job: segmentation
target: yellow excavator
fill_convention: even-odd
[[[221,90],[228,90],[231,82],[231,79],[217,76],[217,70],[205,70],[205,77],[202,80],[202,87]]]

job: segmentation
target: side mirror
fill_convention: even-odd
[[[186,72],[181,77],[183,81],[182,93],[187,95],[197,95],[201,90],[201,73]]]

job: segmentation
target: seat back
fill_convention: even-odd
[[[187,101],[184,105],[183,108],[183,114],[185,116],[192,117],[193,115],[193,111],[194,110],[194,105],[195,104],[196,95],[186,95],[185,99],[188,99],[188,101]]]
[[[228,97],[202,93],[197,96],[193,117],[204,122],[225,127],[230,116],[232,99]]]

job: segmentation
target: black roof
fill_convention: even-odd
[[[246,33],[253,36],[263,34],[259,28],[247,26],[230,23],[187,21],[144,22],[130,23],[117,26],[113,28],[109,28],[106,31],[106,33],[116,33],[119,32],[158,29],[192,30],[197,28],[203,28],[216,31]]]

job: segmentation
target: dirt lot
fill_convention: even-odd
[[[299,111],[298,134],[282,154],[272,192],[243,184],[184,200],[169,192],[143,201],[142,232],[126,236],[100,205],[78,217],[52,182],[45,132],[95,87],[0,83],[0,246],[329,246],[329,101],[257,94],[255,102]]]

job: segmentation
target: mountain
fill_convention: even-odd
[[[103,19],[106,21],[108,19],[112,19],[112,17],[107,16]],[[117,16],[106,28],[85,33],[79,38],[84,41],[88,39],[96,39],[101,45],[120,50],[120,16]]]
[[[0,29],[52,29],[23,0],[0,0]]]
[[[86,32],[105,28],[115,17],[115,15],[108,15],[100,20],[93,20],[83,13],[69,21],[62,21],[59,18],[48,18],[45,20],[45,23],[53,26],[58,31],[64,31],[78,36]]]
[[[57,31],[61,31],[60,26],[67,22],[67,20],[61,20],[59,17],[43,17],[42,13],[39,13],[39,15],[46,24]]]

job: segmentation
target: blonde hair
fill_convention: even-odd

________________________

Exercise goal
Return the listing above in its exact form.

Output
job: segmentation
target: yellow excavator
fill_convention: even-odd
[[[221,90],[228,90],[231,82],[231,79],[217,76],[217,70],[205,70],[205,77],[202,80],[202,87]]]

job: segmentation
target: side mirror
fill_convention: even-odd
[[[186,72],[181,77],[183,81],[182,93],[187,95],[197,95],[201,90],[201,73]]]

job: segmentation
target: seat back
fill_convention: even-odd
[[[187,101],[184,105],[183,108],[183,114],[185,116],[192,117],[193,115],[193,111],[194,110],[194,105],[195,104],[196,95],[186,95],[185,99],[188,99],[188,101]]]
[[[228,97],[202,93],[197,96],[193,117],[204,122],[225,127],[230,116],[232,99]]]

job: segmentation
target: black roof
fill_convention: even-odd
[[[246,33],[253,36],[263,34],[259,28],[247,26],[230,23],[187,21],[144,22],[130,23],[117,26],[113,28],[109,28],[106,31],[106,33],[116,33],[119,32],[158,29],[192,30],[197,28],[203,28],[216,31]]]

job: segmentation
target: dirt lot
fill_convention: even-odd
[[[299,111],[298,134],[282,154],[272,192],[243,184],[184,200],[169,192],[143,201],[142,232],[126,236],[100,205],[78,217],[52,182],[45,132],[95,87],[0,83],[0,246],[329,246],[329,101],[257,94],[255,102]]]

job: segmentation
target: mountain
fill_convention: even-odd
[[[103,19],[106,21],[108,19],[112,19],[112,17],[107,16]],[[117,16],[106,28],[85,33],[79,38],[84,41],[88,39],[96,39],[101,45],[120,50],[120,16]]]
[[[0,29],[52,29],[23,0],[0,0]]]
[[[86,32],[105,28],[115,17],[115,15],[108,15],[100,20],[93,20],[83,13],[69,21],[62,21],[59,18],[48,18],[45,20],[45,23],[53,26],[58,31],[64,31],[78,36]]]
[[[57,31],[61,31],[60,26],[67,22],[67,20],[61,20],[59,17],[43,17],[42,13],[39,13],[39,15],[46,24]]]

job: segmentation
target: blonde hair
fill_convention: even-odd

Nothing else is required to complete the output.